Latihan Singkat A>
Salin ulang tanpa perubahan bagian catatan yang dimulai dari baris yang memuat "Q: What bounding box encloses the yellow" hingga akhir catatan, termasuk baris awal dan baris terakhirnya.

****

Maka begitulah, seperti juga membaca, bagi saya menonton adalah salah satu pengalaman personal yang tidak pernah saya rayakan bersama orang lain. Nonton bareng atau berdua memang sesekali pernah, namun saya tak menganggapnya sebagai perayaan, itu hanya sebatas sesaji bagi ritus perkawanan dan percintaan.       

Kelima, pergi ke toko buku tidak sendirian

Tahu kan Bella Swan? Ya, gadis cantik yang kleyengan oleh vampir itu sekali waktu pernah menolak dua orang kawannya untuk menemaninya pergi ke toko buku, “Kukatakan akan menemui mereka di restoran satu jam lagi---aku mau mencari toko buku. mereka sebenarnya bersedia ikut denganku, tapi aku menyuruh mereka bersenang-senang---mereka tak tahu betapa asyiknya aku bila sudah dikelilingi buku-buku, sesuatu yang lebih suka kulakukan sendirian.”

****

Latihan Singkat B>
Menurut halaman di atas, di mana Bella Swan berjanji akan menemui kedua kawannya setelah mencari toko buku?

Data Tersedia>
****

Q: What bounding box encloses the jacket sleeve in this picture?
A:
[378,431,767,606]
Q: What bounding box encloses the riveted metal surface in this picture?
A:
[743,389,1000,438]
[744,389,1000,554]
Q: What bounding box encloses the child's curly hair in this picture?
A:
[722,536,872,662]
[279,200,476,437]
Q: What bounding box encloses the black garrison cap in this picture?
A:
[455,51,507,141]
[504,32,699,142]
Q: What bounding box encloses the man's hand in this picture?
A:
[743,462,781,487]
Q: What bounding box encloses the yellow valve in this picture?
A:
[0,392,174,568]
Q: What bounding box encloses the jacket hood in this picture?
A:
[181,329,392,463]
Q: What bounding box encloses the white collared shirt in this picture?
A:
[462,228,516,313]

****

Jawaban Lengkap A>
Q: What bounding box encloses the yellow valve in this picture?
A:
[0,392,174,568]
Q: What bounding box encloses the jacket hood in this picture?
A:
[181,329,392,463]
Q: What bounding box encloses the white collared shirt in this picture?
A:
[462,228,516,313]

Jawaban Lengkap B>
Di restoran, satu jam kemudian.